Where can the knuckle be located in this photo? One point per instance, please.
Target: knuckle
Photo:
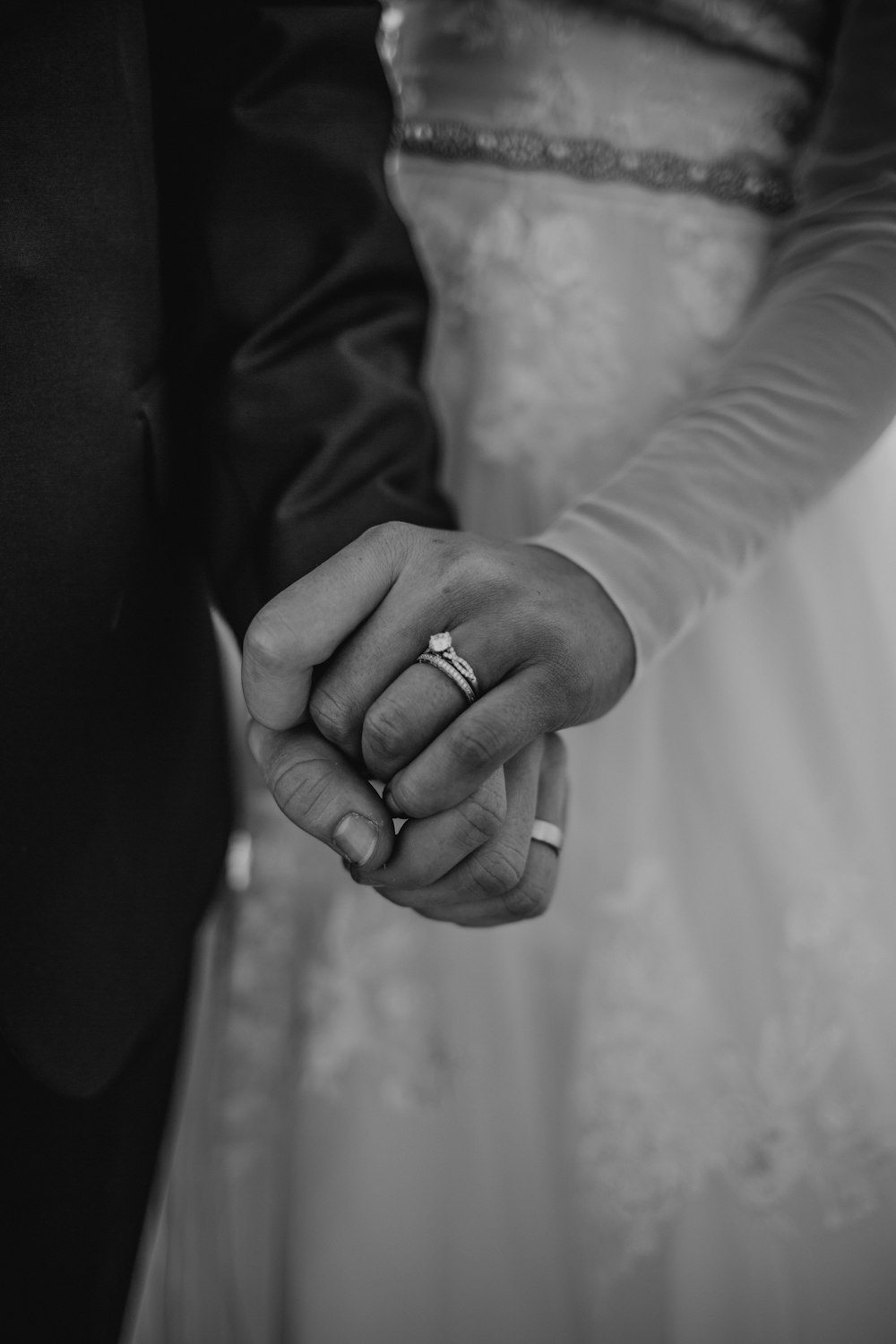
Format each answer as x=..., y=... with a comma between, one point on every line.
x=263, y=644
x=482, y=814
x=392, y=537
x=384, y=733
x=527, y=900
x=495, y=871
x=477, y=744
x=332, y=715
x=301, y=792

---

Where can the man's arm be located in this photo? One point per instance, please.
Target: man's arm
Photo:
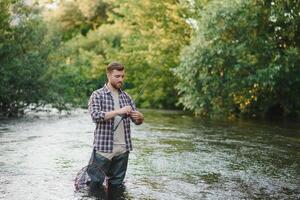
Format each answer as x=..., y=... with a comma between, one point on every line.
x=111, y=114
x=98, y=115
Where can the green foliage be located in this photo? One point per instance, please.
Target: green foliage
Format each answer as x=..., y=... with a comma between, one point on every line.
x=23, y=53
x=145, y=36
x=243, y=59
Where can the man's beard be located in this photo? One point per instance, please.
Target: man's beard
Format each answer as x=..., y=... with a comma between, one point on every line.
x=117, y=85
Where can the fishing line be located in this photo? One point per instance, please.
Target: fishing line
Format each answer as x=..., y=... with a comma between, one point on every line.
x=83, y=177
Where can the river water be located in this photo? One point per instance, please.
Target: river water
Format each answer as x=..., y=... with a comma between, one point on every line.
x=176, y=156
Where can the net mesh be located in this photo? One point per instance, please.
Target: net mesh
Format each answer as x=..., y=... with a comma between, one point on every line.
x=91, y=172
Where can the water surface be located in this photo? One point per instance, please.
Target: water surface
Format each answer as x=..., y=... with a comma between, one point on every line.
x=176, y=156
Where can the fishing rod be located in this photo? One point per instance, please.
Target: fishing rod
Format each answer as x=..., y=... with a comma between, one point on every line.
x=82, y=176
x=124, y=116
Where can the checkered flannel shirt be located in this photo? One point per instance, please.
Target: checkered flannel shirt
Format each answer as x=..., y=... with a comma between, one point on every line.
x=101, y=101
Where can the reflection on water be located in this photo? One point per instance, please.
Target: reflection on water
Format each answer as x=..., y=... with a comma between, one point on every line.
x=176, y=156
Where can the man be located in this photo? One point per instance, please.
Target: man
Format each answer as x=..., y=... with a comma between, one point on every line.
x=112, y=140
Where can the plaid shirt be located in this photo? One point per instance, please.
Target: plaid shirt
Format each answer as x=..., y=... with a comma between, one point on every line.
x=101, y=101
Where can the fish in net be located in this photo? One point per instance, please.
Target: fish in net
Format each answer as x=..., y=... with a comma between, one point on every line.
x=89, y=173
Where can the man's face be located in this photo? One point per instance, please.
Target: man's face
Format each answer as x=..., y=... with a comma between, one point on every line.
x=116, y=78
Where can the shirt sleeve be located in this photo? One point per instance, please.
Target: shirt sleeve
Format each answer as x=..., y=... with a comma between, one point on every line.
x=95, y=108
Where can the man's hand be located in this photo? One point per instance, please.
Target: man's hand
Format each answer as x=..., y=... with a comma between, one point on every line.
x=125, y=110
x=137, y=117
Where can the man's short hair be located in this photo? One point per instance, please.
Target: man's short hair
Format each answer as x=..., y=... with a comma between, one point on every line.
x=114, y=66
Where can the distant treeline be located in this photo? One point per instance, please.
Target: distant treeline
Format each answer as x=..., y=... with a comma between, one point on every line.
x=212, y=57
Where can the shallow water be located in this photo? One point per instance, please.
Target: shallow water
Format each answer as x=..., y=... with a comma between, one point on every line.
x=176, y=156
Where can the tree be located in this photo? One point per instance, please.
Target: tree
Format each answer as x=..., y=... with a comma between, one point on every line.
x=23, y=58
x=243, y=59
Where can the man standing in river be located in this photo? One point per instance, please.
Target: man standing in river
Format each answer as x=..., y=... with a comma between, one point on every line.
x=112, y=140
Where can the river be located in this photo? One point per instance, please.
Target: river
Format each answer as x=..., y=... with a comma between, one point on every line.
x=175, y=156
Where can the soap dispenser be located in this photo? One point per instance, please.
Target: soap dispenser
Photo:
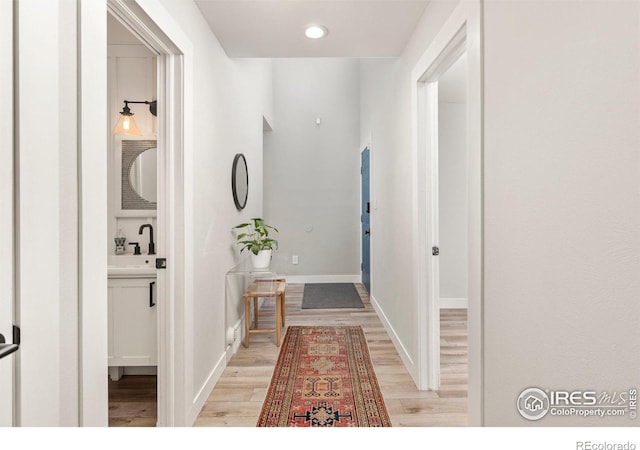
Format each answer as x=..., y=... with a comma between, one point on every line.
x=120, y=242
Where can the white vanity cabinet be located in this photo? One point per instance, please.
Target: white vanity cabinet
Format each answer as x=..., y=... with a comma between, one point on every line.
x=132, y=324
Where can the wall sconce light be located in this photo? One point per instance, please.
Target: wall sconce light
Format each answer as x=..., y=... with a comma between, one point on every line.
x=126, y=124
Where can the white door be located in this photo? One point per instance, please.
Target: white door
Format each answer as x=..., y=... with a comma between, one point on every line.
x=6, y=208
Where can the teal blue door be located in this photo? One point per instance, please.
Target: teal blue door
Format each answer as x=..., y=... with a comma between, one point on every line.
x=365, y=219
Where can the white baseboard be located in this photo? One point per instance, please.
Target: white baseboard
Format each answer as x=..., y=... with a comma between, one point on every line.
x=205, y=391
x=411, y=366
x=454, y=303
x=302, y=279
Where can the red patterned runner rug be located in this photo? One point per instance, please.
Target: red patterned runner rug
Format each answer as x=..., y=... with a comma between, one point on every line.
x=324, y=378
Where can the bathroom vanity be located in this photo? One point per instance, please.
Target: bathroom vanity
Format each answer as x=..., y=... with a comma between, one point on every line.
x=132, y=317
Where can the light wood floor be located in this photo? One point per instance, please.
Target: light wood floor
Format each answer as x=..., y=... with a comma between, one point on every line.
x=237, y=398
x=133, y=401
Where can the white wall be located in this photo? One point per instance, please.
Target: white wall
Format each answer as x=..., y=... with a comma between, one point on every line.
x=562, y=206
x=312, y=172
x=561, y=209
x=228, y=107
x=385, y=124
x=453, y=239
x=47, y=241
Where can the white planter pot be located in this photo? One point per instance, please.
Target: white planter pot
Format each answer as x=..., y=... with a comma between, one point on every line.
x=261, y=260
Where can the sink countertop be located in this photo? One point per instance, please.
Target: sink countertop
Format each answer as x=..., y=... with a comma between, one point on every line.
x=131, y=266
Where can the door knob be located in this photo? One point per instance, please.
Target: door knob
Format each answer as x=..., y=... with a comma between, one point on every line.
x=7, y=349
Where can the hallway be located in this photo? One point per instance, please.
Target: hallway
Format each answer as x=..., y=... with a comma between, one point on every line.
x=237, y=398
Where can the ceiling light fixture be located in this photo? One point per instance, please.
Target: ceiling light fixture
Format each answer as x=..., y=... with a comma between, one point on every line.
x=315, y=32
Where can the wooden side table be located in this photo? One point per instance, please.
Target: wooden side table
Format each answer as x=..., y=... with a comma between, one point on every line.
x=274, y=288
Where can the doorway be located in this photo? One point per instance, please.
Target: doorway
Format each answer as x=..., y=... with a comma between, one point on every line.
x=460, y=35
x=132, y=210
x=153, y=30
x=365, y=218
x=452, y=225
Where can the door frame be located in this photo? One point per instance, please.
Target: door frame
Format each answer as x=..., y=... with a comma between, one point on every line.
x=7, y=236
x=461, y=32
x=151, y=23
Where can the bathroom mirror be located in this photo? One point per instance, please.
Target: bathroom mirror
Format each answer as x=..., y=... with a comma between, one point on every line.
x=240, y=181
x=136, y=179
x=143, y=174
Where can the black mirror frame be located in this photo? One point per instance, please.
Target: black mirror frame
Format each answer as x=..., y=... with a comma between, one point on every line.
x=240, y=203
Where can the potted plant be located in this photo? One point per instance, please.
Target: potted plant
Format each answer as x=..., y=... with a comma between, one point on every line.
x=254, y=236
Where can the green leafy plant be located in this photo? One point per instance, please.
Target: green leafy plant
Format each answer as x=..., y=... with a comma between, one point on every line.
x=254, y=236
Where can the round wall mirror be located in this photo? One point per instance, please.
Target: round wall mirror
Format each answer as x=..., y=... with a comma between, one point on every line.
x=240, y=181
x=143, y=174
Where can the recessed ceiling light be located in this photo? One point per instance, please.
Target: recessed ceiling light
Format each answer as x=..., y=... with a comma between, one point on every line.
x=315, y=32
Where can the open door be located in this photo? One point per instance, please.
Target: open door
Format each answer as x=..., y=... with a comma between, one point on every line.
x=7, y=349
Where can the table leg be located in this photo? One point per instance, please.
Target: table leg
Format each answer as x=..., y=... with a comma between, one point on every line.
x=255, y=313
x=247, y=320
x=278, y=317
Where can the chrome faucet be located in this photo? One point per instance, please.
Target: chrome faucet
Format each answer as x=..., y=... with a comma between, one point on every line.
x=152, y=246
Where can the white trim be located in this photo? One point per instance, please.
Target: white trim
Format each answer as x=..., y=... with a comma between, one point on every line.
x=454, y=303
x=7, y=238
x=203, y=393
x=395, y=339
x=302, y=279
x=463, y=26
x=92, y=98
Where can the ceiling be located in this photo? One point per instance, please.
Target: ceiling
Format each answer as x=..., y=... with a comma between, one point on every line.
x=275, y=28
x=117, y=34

**Problem statement:**
Render the lines starting at the one containing "Where can the man's face" and ending at the one containing "x=95, y=108" as a numbered list, with blank lines left out.

**Complete response:**
1. Where can the man's face be located in this photo? One point per instance, please.
2. Target: man's face
3. Format each answer as x=..., y=... with a comma between, one point on every line.
4. x=116, y=78
5. Where can the shirt sleeve be located in this photo? One point per instance, please.
6. Target: shirt sleeve
7. Format each answer as x=..., y=... with a comma between, one point on every line.
8. x=95, y=108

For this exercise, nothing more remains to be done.